Pull out every line of the entries below that contains the word "woman", and copy each one unchanged.

▸ Supplied information:
>> Start
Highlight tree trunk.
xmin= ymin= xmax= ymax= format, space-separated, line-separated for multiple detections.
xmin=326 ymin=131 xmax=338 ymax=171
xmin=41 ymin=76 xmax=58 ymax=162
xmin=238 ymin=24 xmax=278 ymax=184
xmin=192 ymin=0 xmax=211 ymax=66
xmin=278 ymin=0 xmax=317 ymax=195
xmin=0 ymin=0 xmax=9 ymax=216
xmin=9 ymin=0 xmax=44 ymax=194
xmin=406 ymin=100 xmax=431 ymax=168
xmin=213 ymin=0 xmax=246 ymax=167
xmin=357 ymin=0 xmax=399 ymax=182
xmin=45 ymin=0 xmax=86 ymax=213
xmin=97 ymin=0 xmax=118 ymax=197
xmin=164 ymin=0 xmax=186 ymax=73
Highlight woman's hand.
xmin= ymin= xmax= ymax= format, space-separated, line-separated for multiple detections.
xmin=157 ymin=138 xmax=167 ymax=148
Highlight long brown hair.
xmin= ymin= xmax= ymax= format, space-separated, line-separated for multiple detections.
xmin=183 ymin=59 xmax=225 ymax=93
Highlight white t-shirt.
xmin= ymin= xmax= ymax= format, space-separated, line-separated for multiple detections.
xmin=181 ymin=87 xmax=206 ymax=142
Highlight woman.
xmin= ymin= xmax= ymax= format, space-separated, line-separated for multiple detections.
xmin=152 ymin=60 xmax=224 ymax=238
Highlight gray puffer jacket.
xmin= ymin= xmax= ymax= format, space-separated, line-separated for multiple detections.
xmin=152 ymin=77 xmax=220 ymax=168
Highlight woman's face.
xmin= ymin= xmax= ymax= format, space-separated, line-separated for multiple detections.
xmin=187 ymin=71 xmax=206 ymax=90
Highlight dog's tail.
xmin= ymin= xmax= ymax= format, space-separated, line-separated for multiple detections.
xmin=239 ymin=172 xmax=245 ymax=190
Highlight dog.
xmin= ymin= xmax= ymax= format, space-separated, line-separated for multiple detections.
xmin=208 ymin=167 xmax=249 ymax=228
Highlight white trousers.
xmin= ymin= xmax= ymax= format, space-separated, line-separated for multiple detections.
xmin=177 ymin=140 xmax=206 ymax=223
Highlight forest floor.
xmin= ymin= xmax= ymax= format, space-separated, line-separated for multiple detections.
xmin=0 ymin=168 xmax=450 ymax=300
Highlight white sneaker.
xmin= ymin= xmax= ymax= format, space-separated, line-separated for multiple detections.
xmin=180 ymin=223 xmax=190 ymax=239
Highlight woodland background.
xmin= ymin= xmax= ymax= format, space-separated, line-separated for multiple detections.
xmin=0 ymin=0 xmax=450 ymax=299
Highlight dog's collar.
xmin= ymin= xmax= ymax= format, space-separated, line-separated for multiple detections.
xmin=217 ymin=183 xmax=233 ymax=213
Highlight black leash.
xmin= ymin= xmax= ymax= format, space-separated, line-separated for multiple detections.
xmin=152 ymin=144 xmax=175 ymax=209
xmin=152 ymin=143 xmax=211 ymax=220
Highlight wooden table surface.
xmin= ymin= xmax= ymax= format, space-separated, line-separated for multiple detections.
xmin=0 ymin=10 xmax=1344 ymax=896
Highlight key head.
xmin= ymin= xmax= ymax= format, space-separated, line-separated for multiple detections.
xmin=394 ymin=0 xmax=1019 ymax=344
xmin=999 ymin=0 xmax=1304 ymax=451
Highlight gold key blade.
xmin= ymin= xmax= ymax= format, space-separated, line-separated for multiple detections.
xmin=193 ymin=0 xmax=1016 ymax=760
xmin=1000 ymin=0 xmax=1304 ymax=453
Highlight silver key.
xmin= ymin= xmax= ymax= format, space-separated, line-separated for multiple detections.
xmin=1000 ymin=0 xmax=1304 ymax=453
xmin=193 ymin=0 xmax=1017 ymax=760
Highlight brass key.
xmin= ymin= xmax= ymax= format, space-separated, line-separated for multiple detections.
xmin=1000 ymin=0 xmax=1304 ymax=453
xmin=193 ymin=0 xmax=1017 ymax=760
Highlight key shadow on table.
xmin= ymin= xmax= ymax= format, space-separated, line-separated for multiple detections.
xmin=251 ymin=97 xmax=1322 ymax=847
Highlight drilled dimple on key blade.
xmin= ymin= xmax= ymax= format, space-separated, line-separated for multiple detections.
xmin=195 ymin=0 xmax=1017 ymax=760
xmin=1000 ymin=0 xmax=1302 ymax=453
>> End
▸ Response for this exercise:
Highlight woman's hand.
Highlight woman.
Highlight woman's face.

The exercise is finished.